EXERCISE DIRECTIONS
Convert the data, starting with the line containing "boy's white shirt." and going on through the line containing "[420,332,483,395]", into a two-column CSV with the headers instruction and answer. Put each text and its answer on one row, each in its own quoted field, with any line breaks changed to spaces.

RECORD EXCERPTS
▼

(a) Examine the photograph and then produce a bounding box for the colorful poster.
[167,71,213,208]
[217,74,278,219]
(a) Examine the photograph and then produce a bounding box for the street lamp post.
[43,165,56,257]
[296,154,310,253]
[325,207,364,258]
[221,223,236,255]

▲
▼

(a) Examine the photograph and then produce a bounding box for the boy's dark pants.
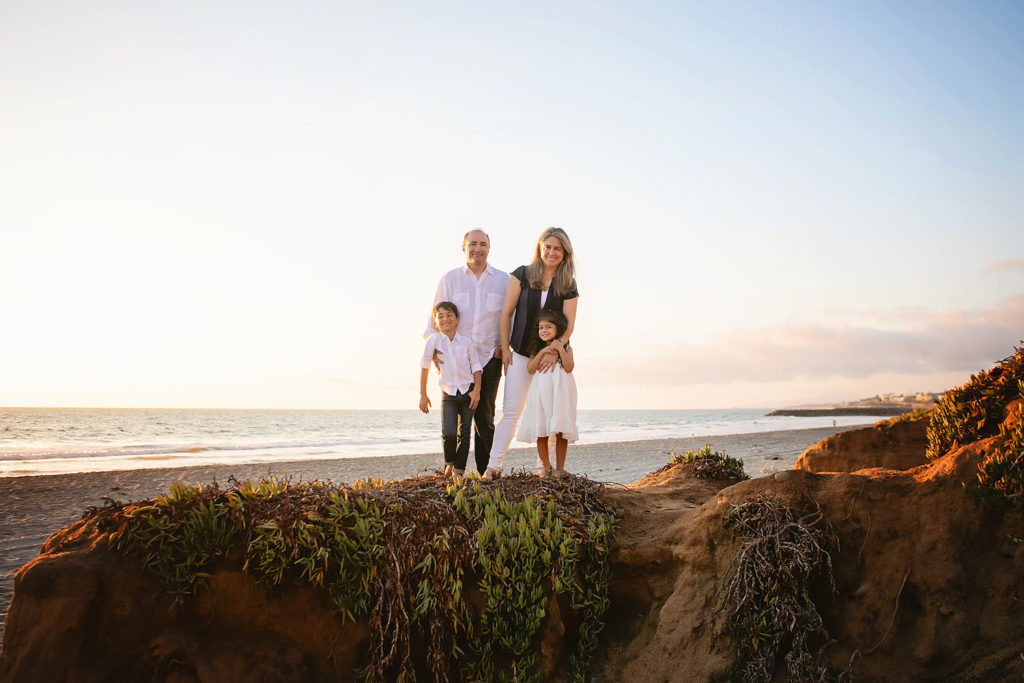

▲
▼

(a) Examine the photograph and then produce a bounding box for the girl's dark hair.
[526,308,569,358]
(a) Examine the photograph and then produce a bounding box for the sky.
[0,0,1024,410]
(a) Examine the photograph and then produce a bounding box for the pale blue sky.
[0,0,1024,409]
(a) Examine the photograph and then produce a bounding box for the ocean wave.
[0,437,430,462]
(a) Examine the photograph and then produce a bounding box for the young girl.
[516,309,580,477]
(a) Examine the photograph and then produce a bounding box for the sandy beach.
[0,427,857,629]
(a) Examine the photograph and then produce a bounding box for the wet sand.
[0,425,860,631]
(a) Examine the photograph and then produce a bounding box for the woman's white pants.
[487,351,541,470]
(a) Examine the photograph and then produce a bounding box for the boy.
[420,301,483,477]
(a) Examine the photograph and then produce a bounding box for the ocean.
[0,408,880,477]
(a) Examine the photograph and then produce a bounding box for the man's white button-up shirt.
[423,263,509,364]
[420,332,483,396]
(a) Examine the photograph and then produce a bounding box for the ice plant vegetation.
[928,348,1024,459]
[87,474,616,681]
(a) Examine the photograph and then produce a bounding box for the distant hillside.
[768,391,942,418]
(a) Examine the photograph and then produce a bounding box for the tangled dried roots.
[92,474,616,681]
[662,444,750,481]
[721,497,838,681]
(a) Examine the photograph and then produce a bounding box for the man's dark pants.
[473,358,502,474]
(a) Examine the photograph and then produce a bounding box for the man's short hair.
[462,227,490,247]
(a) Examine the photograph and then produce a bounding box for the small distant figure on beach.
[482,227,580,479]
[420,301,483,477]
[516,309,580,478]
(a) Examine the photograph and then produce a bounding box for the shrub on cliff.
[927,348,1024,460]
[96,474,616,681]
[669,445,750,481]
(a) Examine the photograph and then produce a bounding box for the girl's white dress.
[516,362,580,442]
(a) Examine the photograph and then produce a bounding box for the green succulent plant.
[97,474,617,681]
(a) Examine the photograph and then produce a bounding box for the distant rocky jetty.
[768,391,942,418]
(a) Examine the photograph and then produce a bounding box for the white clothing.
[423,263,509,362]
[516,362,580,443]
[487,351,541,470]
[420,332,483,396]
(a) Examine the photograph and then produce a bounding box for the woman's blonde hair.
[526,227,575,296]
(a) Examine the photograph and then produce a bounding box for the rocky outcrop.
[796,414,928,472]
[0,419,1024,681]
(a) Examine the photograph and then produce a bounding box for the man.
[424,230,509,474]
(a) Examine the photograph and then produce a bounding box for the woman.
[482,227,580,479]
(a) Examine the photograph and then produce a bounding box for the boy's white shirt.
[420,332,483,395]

▲

EXERCISE ANSWER
instruction,answer
"(a) Examine the photograph and then produce a bounding box for the boy's white shirt.","[420,332,483,395]"